**Aim of the task**.
Copy out every record precisely.

**Records supplied**.
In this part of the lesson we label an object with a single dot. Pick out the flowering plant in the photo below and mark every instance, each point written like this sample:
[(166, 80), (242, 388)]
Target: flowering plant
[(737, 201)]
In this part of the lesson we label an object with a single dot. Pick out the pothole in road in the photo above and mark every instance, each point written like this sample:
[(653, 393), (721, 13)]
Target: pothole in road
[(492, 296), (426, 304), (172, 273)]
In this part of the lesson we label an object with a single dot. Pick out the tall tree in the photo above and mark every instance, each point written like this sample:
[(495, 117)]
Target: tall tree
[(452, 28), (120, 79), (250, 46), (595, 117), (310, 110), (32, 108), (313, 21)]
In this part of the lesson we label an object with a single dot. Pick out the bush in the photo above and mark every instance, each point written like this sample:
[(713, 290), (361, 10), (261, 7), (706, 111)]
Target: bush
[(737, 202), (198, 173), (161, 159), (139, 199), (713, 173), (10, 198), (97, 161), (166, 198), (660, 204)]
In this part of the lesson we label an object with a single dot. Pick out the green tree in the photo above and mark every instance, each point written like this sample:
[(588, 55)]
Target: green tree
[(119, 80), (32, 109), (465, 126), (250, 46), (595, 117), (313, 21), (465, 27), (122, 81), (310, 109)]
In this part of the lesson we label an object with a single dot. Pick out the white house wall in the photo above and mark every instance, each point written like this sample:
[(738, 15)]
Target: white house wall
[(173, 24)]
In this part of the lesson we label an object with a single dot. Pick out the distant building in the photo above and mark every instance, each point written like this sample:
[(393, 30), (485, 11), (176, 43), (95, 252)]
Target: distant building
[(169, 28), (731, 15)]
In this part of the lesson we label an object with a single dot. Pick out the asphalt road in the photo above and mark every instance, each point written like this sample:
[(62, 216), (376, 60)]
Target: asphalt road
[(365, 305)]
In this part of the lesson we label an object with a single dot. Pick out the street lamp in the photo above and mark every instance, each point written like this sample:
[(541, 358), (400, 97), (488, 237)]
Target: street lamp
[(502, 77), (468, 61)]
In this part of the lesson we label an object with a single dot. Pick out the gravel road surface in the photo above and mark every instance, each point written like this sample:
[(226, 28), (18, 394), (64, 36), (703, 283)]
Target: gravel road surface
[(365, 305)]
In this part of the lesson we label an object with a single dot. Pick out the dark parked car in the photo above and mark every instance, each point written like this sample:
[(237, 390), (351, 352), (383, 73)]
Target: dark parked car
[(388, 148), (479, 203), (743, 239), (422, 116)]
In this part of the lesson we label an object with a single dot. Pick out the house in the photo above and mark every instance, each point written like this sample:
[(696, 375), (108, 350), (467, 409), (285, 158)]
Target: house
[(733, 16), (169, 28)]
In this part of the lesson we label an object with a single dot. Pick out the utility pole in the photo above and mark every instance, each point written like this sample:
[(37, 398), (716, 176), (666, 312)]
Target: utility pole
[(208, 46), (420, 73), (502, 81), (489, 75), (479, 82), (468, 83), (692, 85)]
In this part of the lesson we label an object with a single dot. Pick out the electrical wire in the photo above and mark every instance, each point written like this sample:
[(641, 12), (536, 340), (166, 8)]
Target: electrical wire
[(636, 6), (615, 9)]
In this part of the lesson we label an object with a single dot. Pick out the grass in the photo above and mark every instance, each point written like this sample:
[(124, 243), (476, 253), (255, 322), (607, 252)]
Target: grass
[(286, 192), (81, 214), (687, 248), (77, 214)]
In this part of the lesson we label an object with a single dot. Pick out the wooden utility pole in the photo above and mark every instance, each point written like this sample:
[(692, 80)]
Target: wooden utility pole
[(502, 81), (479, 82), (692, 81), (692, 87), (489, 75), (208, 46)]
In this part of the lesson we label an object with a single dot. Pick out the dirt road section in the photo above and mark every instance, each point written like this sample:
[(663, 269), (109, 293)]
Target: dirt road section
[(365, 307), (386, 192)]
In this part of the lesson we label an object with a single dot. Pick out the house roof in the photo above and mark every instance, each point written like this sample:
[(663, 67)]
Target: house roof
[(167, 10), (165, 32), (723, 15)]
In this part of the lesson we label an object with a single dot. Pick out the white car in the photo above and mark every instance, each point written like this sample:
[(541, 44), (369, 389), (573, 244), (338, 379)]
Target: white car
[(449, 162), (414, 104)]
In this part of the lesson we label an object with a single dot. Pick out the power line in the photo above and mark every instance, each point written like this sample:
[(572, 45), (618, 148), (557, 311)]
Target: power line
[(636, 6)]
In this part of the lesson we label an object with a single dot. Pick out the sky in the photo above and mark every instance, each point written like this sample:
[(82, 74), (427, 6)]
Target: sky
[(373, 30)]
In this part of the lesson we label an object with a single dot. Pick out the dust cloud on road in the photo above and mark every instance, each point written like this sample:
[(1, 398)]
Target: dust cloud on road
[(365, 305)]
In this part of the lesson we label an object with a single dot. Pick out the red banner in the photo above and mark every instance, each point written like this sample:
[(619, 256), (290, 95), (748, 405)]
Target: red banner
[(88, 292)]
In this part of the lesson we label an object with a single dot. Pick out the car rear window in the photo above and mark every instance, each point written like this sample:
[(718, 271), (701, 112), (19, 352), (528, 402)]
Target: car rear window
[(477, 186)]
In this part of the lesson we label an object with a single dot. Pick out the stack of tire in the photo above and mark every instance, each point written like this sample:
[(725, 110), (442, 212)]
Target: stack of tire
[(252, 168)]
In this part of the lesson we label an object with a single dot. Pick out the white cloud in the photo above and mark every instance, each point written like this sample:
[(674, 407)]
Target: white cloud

**Task answer**.
In this part of the lesson we label an object with a single dot. Pick out the flowering plant in the photo below and mark every instance, each point written like this sample:
[(166, 80), (242, 388)]
Target: flowering plant
[(737, 201)]
In this part of the lesson we label an object with a single dot. Pick out the pothole in road in the photo above and mark every instance, each point written like this sample:
[(653, 393), (721, 13)]
Target: pothole in road
[(492, 296), (426, 304), (172, 273)]
In this part of the lesson we label an object with a single dot. Pick out the tall tree in the photo above and mark every instance, each point written like this sample:
[(495, 117)]
Target: tall tree
[(452, 28), (120, 79), (250, 46), (595, 117), (310, 110), (32, 108), (313, 21)]
In this part of the lesson we label an object with a single dot. Pick out the bush in the photo above and mark every instance, each point written like this sample:
[(713, 290), (361, 10), (261, 7), (706, 111)]
Target: bush
[(737, 202), (198, 173), (161, 159), (139, 199), (713, 173), (10, 198), (97, 161), (166, 198), (660, 204)]
In this part of the lesson we label an object with a single dot. Pick out the green tree in the photo above and mark every instance, each point written like this sample:
[(588, 55)]
Target: green tree
[(119, 80), (32, 109), (465, 126), (250, 46), (595, 117), (313, 21), (465, 27), (122, 81), (310, 109)]
In this part of the lesson we label an object with a single dot. Pick out the white house wall in the photo above and mark every instance, each point written like this sample:
[(738, 15)]
Target: white house wall
[(173, 24)]
In this part of the lesson we label an object with a single dot. Pick out the distant building in the photo above and mark every instance, each point written like this sample:
[(393, 30), (485, 11), (176, 43), (95, 252)]
Target: distant building
[(169, 28), (731, 15)]
In this part of the lesson we label an object with a single dot. Pick out the asphalt road in the photo above and mark every instance, each point written like this sample:
[(62, 216), (376, 60)]
Target: asphalt road
[(365, 305)]
In this part of the lesson we label an object with a single dot. Pick out the street lamp in the photo above and mark every instance, each point written like this sample:
[(541, 358), (400, 97), (488, 237)]
Target: street lamp
[(502, 77), (468, 61)]
In this part of the lesson we label an object with a single dot. Pick out the gravel road surface in the photo above and mark every instance, each point written like this sample:
[(226, 28), (18, 394), (64, 36), (703, 283)]
Target: gravel road surface
[(365, 305)]
In this part of the lesson we label an object with a single dot. Pick out the dark parked car in the photo above and mark every instance, each point written like this sample:
[(237, 390), (351, 352), (383, 73)]
Target: dark parked car
[(388, 148), (479, 203), (743, 239), (422, 116)]
In this part of the lesson we label an object with a single dot. Pick out the house in the photo above and mark every instance, each point written like this sample:
[(696, 375), (108, 350), (467, 409), (285, 158)]
Target: house
[(733, 16), (169, 28)]
In this part of the lesson we label an object with a single dot. Pick out the utility pole in the photo above and mark every instance, each point written like this sample:
[(37, 398), (716, 176), (666, 312)]
Target: utility pole
[(208, 46), (420, 73), (502, 81), (489, 75), (479, 82), (468, 83), (692, 85)]
In this part of the lesson we label an object with a single dot. Pick out the electrical wire in the photo above and mark every instance, each point written like this sample:
[(641, 12), (536, 340), (166, 8)]
Target: electrical wire
[(636, 6), (615, 9)]
In this part of the lesson we label an object with a single dot. Pick out the grass in the photo above and mark every instance, each point written like this sample:
[(124, 243), (476, 253), (255, 322), (607, 252)]
Target: grass
[(286, 192), (81, 214), (687, 248), (77, 214)]
In this part of the lesson we label an object with a single dot. Pick out the wooden utility pole in the photo above and mark every instance, each point written like this sample:
[(692, 80)]
Target: wooden utility pole
[(502, 81), (479, 82), (692, 81), (692, 87), (489, 75), (208, 46)]
In this part of the lesson we label an object with a single dot. Pick out the dirt road section in the photo above and mark every instance, each point written like this sample:
[(663, 269), (109, 293)]
Target: dirt road section
[(365, 307), (386, 192)]
In this part of the lesson we label an object with a single dot. Pick out the house roof in the photo above and mark every instance, each point written like this sample:
[(663, 67)]
Target: house roof
[(167, 10), (165, 32), (723, 15)]
In this part of the lesson we label an object with a single dot. Pick out the white car in the photo above and mark every instance, each point written like this sample:
[(541, 44), (369, 389), (573, 244), (338, 379)]
Target: white car
[(449, 162), (414, 104)]
In this part of the lesson we label an object with a single dot. Pick out the power line in the photo above and mark every instance, each point written like this sample:
[(572, 45), (618, 148), (557, 311)]
Target: power line
[(636, 6)]
In this part of the lesson we label an object with a single dot. Pick out the sky in the photo above and mark every instance, each point written like this sample:
[(82, 74), (427, 6)]
Target: sky
[(373, 30)]
In this part of the lesson we label an object with a single dot. Pick out the dust cloud on road in the photo above and mark every instance, each point written like this sample:
[(1, 398)]
Target: dust cloud on road
[(365, 305)]
In this part of the lesson we label an object with a single dot. Pick out the red banner in the photo above and mark every instance, each point written like this sample:
[(619, 256), (290, 95), (748, 405)]
Target: red banner
[(88, 292)]
In this part of the lesson we label an object with a single dot. Pick out the car rear window in the photo above and mark every instance, each point written like this sample:
[(718, 271), (701, 112), (19, 352), (528, 402)]
Target: car rear window
[(477, 186)]
In this part of the lesson we label an object with a single dot. Pick out the stack of tire in the photo above and mark every instance, each point written like this sample:
[(725, 110), (442, 212)]
Target: stack of tire
[(252, 168)]
In this part of the lesson we label an object with a single dot. Pick out the white cloud in the photo above and mark every instance, each point written like this sample:
[(674, 407)]
Target: white cloud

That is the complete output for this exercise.